§ **WHAT TO PRODUCE**
From the data below, repeat exactly the lines from the line with "Target: flag sash strap" to the line with "Target: black shoe", both included.

§ **INPUT MATERIAL**
☆ ☆ ☆ ☆ ☆

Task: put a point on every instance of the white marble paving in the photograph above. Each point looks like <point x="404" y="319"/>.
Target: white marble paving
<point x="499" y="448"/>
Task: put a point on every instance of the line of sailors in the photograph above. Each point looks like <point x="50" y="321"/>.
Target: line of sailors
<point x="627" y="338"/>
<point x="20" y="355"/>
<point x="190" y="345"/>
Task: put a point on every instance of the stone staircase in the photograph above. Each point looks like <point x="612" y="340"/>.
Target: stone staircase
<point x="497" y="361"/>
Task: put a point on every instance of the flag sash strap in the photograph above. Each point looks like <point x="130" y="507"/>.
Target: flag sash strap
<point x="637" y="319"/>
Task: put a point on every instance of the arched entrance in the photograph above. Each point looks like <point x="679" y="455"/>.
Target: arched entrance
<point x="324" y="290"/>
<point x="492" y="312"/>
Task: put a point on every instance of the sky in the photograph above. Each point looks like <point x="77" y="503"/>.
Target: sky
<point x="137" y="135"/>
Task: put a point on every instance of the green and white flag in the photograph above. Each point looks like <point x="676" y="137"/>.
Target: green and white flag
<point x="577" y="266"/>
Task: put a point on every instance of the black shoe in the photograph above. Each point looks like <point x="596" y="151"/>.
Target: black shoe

☆ ☆ ☆ ☆ ☆

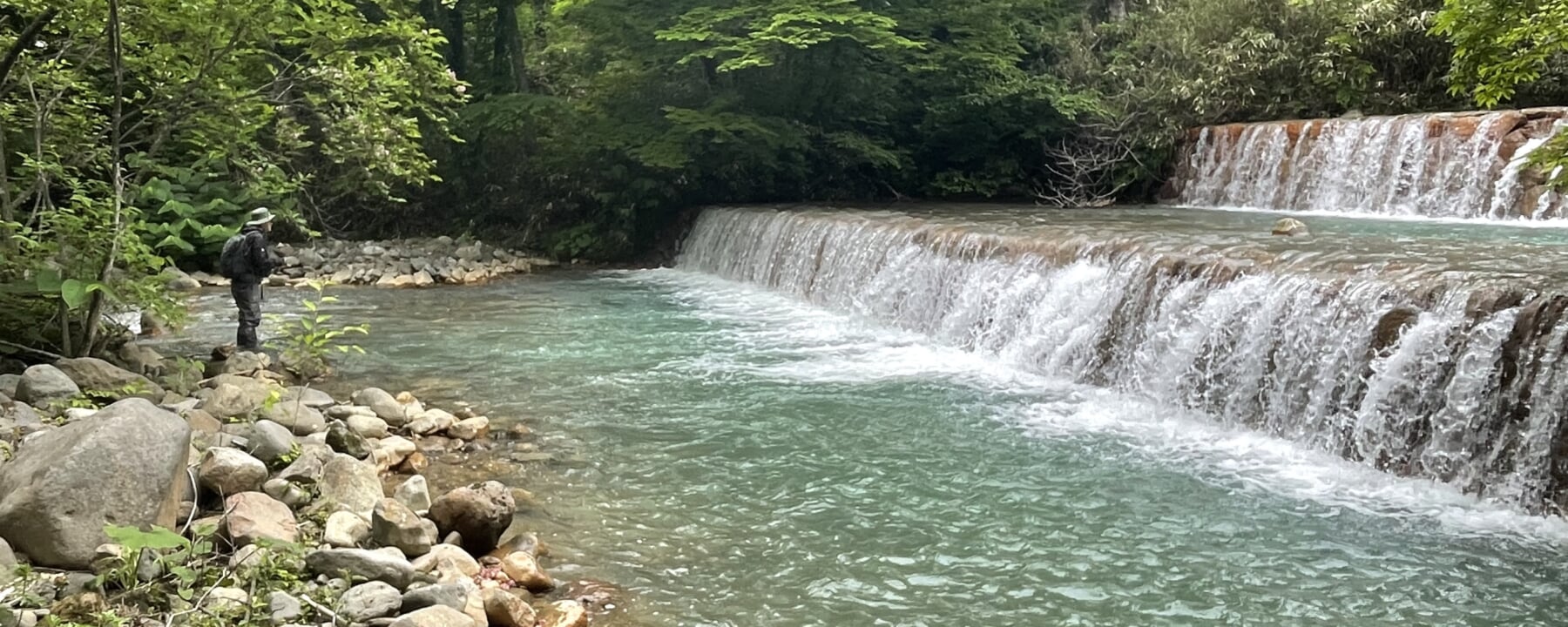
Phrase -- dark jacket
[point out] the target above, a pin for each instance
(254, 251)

☆ ☆ ☆ ☆ ☆

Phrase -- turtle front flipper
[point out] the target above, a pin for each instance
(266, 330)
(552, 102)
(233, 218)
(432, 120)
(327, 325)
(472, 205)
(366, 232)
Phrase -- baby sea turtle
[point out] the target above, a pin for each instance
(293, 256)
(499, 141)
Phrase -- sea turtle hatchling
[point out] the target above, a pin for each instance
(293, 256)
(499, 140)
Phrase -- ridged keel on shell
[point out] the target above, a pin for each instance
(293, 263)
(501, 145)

☆ ☆ ☆ ☆ ☆

§ **RESPONSE AREA**
Target: flag sash strap
<point x="637" y="319"/>
Task: put a point on every instance of the arched entrance in the photograph above. Each point looks like <point x="679" y="455"/>.
Target: arched entrance
<point x="324" y="290"/>
<point x="492" y="312"/>
Task: put a point on every instance of the sky in the photograph above. Each point looks like <point x="77" y="503"/>.
Target: sky
<point x="137" y="135"/>
Task: put a point on every instance of the green and white flag in the photograph above. Each point looks like <point x="676" y="137"/>.
Target: green and white flag
<point x="577" y="266"/>
Task: put a point on every instance of the black shoe in the photograph above. Each point looks like <point x="596" y="151"/>.
Target: black shoe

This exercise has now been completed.